======== EXTRAIT CHOISI ========

Kim Jong-il, même mort, exerce toujours une influence idéologique
Notre vieille République est certes imparfaite, mais désigner La Corée communiste comme un parangon de vertu, une hypothèse inimaginable !
Aussi surprenant que cela puisse paraître, l’ancien dictateur compte une poignée d’admirateurs, dans l’Hexagone. Apparemment, certains de nos compatriotes ont une drôle de conception de la démocratie !
Le 17 décembre 2011, La Corée du Nord perdait celui qui était officiellement présenté comme son Chef suprême, suscitant mécaniquement tout un cérémonial de larmes autant orphelines que juteuses, presque aussi synchrones que les canons de l’armée de feu le président de la République populaire et démocratique de Corée. Quelque part en France, à l’annonce du décès, il semble que certains aient éprouvé du chagrin. Ces drôles de compatriotes appartiennent au « Parti
communiste Juchéen de France », appelé aussi « Parti communiste du Juche ». Pas sûr que Le Parti communiste français apprécie l’association de l’adjectif communiste au seul parti français pro-Corée du Nord.
Le PCJF, plutôt marginal dans l’espace politique français, a vu le jour en mai 2009. Il revendique son idéologie par le biais des moyens les plus modernes (Twitter, Facebook...), des moyens certainement convoités par ceux qui sont considérés comme des « frères idéologiques », frères bien malgré eux, si l’on fait référence aux conditions de vie des Nord-Coréens.
Cet objet politique vaguement identifié se distingue par son totalitarisme, et décerne « Le titre de membre d’honneur à tout membre ayant fait preuve d’une loyauté toute particulière et d’un dévouement sans pareil à la causedes idées du juche ». Le matraquage idéologique est pleinement assumé ; l’organigramme du parti compte d’ailleurs un « Secrétaire à l’organisation, aux élections et à la propagande », un « Directeur de publication des revues « Notre juche » et « La dépêche coréenne » ». Sur le site Internet, on peut lire la phrase suivante, qui se passe de commentaires : « Le PCJF ne prétend pas vouloir imposer les idées du Juche en France ; les idées du Juche en tant que telles ne sont faites que pour être appliquées en Corée de par leurs spécificités. Cependant, tous les pays sont invités à s’inspirer de cette idéologie universelle pour l’adapter aux contextes locaux ».

========

### CONSIGNE A
Relevez, dans l'article sur le parti français pro-nord-coréen, toutes les appellations qui désignent ce parti par son nom ou par son sigle.
### CONSIGNE B
D'après l'article sur le parti français pro-nord-coréen, à quelle date le PCJF a-t-il vu le jour ?
### CONSIGNE C
Poursuivez l'article sur le parti français pro-nord-coréen à partir de sa dernière phrase.
Les items qui suivent ne jouent aucun rôle dans ce travail.

======== DONNÉES FOURNIES ========

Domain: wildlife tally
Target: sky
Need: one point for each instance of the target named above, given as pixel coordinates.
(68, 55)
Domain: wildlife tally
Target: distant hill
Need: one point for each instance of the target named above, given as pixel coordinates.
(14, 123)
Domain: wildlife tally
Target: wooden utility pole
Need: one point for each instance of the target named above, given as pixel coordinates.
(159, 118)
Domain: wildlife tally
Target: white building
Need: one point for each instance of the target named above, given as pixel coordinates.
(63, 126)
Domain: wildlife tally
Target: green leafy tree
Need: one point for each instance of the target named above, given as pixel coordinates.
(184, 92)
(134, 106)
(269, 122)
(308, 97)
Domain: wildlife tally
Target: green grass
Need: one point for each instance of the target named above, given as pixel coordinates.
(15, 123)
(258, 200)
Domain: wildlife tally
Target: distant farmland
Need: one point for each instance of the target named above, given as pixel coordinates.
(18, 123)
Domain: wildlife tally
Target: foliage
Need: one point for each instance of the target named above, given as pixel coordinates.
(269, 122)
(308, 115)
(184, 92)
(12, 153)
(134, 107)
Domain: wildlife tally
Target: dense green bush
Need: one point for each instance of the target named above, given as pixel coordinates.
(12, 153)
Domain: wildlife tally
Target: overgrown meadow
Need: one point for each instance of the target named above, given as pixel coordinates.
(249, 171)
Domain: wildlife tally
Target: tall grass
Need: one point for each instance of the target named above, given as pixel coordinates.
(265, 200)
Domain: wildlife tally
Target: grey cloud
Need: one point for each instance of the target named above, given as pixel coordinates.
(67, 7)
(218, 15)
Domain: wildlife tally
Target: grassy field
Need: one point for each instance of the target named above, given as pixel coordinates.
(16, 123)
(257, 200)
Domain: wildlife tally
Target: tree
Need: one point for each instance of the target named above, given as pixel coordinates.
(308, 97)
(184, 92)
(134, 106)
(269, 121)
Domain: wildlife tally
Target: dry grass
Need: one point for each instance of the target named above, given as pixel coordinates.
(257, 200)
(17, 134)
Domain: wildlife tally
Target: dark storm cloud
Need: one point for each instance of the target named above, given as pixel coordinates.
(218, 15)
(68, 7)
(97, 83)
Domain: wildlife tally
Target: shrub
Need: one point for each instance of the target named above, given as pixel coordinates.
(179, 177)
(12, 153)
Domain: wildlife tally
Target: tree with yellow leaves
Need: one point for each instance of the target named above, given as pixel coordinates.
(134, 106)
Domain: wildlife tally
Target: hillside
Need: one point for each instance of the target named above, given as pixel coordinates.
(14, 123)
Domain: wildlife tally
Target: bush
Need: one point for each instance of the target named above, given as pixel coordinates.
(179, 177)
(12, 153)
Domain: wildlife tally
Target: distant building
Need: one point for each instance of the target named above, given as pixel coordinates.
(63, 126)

========
======== DONNÉES FOURNIES ========

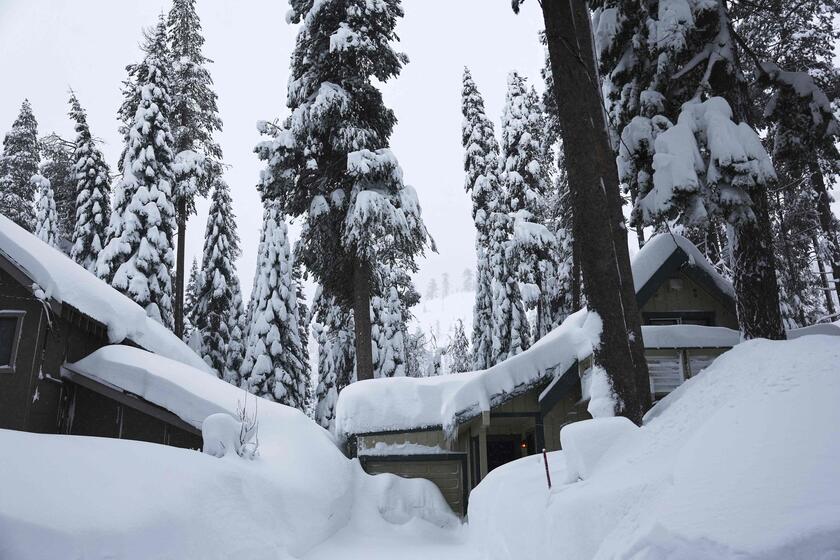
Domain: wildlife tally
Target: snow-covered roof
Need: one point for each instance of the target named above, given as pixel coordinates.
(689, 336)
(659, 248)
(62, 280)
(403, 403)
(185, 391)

========
======== DONNÉES FOURNIES ========

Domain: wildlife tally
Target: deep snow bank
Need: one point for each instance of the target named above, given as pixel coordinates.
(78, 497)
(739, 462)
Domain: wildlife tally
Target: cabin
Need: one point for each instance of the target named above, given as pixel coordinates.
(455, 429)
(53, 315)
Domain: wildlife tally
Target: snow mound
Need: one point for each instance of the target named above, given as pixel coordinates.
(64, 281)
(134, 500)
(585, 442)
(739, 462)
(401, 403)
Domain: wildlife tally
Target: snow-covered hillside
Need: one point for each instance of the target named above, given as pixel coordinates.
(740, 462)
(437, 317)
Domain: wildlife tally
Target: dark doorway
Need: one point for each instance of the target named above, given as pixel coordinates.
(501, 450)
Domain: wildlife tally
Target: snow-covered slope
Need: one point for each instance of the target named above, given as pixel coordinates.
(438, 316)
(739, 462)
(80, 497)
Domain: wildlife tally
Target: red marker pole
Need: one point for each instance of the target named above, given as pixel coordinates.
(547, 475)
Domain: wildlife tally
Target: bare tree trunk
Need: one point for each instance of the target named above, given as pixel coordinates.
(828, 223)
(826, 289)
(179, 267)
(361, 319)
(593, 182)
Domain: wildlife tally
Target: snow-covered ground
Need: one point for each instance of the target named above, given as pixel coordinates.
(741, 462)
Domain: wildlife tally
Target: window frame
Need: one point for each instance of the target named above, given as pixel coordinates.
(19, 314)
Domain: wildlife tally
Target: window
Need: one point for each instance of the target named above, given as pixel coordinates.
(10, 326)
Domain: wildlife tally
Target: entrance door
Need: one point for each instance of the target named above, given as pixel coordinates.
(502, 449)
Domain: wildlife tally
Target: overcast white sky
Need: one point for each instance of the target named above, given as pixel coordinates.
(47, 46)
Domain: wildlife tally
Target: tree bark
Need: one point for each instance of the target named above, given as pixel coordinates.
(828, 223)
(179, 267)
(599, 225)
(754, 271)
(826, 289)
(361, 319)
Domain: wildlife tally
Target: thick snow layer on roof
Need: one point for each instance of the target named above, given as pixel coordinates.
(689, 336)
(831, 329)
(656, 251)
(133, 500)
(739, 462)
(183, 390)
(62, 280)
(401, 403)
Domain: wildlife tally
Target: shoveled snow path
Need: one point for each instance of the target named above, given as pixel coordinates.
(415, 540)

========

### RÉPONSE A
Parti communiste Juchéen de France ; Parti communiste du Juche ; PCJF

### RÉPONSE B
En mai 2009.

### RÉPONSE C
Le site diffuse trois pages d’éloges sur l’ancien dirigeant de l’Etat le plus fermé au monde. Le style est délibérément anaphorique ; on retrouve en effet des phrases redondantes telles que : « La philosophie du Juche est axée sur celle de l’homme »... Une communication qui emprunte fortement aux pratiques de l’Ex-URSS, incitant les sympathisants du Parti à « imprimer et diffuser massivement » autour d’eux (universités, usines, etc) « les ressources documentaires publiées par les éditions juchéennes deFrance ».
Comme toute bonne propagande qui se respecte, la page d’accueil du site, d’une géométrie parfaite, donne le ton. Le portrait du guide, au sourire de circonstance, émerge du Mont Paektu (point culminant de l’ensemble des Corée, et berceau natal de Kim Jong-il). Du haut de ses 2744 m, il est le soleil, et embrase ce paysage de nature flamboyante.
En marge de la scène politique française et internationale, le PCJF se fend de communiqués aussi fantasques qu’intolérables : « Le Parti Juchéen exige la démission immédiate de la ministre pornographe Aurélie Filippetti » ; « Le parti Juchéen apporte son soutien au président Al-Assad, à sa ravissante épouse et à l'ensemble du peuple de Syrie ! » ; « Nous assumons le mysticisme nazi comme partie intégrante de notre doctrine »...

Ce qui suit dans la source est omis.